### Task item
Search the records for the string "coordinates" and copy every line where it turns up.

· · · · · · ·

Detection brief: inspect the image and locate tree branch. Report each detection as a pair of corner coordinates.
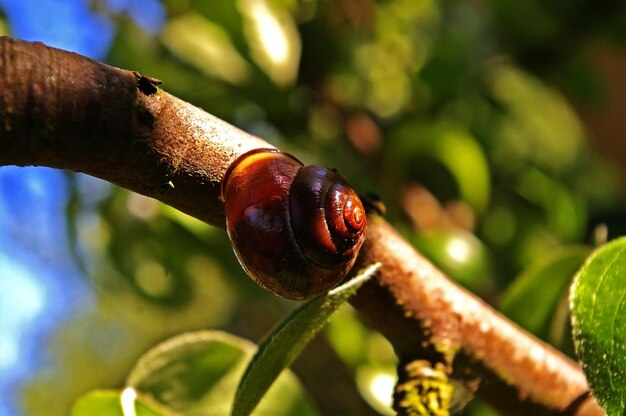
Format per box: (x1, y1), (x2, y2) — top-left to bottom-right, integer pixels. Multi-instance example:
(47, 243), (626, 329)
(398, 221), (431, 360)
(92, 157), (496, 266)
(0, 36), (268, 227)
(0, 37), (602, 415)
(350, 217), (601, 415)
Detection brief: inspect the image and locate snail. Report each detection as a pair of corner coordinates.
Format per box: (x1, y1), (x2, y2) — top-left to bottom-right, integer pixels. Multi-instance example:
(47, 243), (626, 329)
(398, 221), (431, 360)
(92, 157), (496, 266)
(221, 148), (367, 300)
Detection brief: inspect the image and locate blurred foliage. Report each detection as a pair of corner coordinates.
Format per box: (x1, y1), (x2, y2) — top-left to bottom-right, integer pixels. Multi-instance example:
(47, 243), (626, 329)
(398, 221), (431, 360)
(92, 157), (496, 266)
(499, 246), (590, 354)
(2, 0), (625, 414)
(125, 330), (317, 415)
(72, 390), (162, 416)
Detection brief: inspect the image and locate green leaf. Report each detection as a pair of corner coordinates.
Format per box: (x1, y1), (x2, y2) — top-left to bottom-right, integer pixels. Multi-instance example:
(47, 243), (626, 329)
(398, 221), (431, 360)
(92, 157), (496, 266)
(127, 330), (316, 416)
(71, 389), (163, 416)
(500, 246), (590, 335)
(571, 237), (626, 416)
(233, 263), (381, 416)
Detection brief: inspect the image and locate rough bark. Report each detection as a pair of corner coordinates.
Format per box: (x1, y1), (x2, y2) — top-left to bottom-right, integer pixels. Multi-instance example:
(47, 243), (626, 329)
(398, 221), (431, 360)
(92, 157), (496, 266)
(351, 217), (600, 415)
(0, 37), (603, 415)
(0, 36), (268, 227)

· · · · · · ·

### Your solution
Detection brief: inspect the image and locate tree branch. Report each detection as a pair of corner coordinates.
Detection brief: inspect the image and locate snail. Report each detection as a pair of corner coordinates.
Detection brief: inspect the image and locate blurred foliage. Report each detection as a pair of corner coordinates.
Detection brief: inspect the image and locate green leaf. Report each detection as a pair of corner coordinates.
Detection brief: inspect the image and locate rough bark. Report each detection as a pair of corner coordinates.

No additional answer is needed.